> **Objectif**:
Pouvez-vous écrire la suite du billet sur l'actualité politique et médiatique, en reprenant juste après sa dernière phrase ?

> **Texte fourni**:
........
Le démantèlement d'Alstom et les 4,1 millions d'euros qui seront octroyés à Patrick Kron pour l'accord avec General Electric (Mediapart) et qu'il a l'intention de conserver m'auraient permis, à nouveau, d'évoquer la remarquable personnalité de mon frère Pierre si injustement décrié et qui, lui, avait restitué les 4 millions d'euros que, pourtant, il avait mérités par son travail.

J'ai été tenté aussi d'ajouter ma pierre à la controverse, pour i-Télé, des pro et des anti-Zemmour mais je ne voudrais pas me spécialiser dans les seules polémiques relatives à ce brillant essayiste et à Robert Ménard.

A cause des fuites sur la vie privée du président de la République, celui-ci est convaincu que "certains de ses faits et gestes sont suivis de près" et ses proches "suspectent l'entourage de Nicolas Sarkozy" (Le Monde).
........
> **Données fournies**:
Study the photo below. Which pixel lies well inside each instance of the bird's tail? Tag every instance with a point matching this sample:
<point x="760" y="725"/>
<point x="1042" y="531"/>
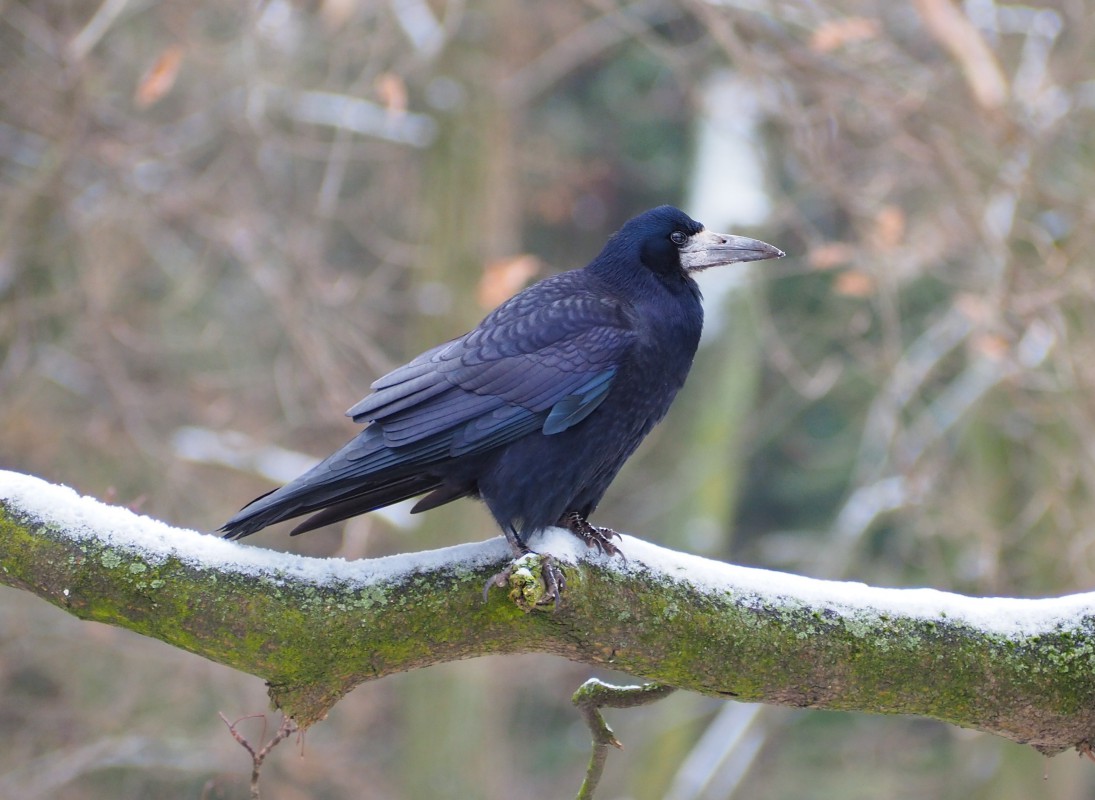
........
> **Production attendue**:
On aurait pu espérer qu'après le quinquennat de ce dernier, François Hollande, pour l'état de droit et la gestion des indélicatesses, situations équivoques, douteuses dans son environnement immédiat, soit obsédé par autre chose et seulement préoccupé par l'heureuse volonté de faire l'inverse de son prédécesseur.

Malheureusement, force est de considérer qu'il a au contraire choisi la facilité de la similitude et que, par exemple, l'affaire d'Aquilino Morelle aujourd'hui ressemble, sur un autre registre, à l'affaire de François Pérol hier.

Aquilino Morelle a rejoint l'Inspection générale des affaires sociales (IGAS) au début des années 1990.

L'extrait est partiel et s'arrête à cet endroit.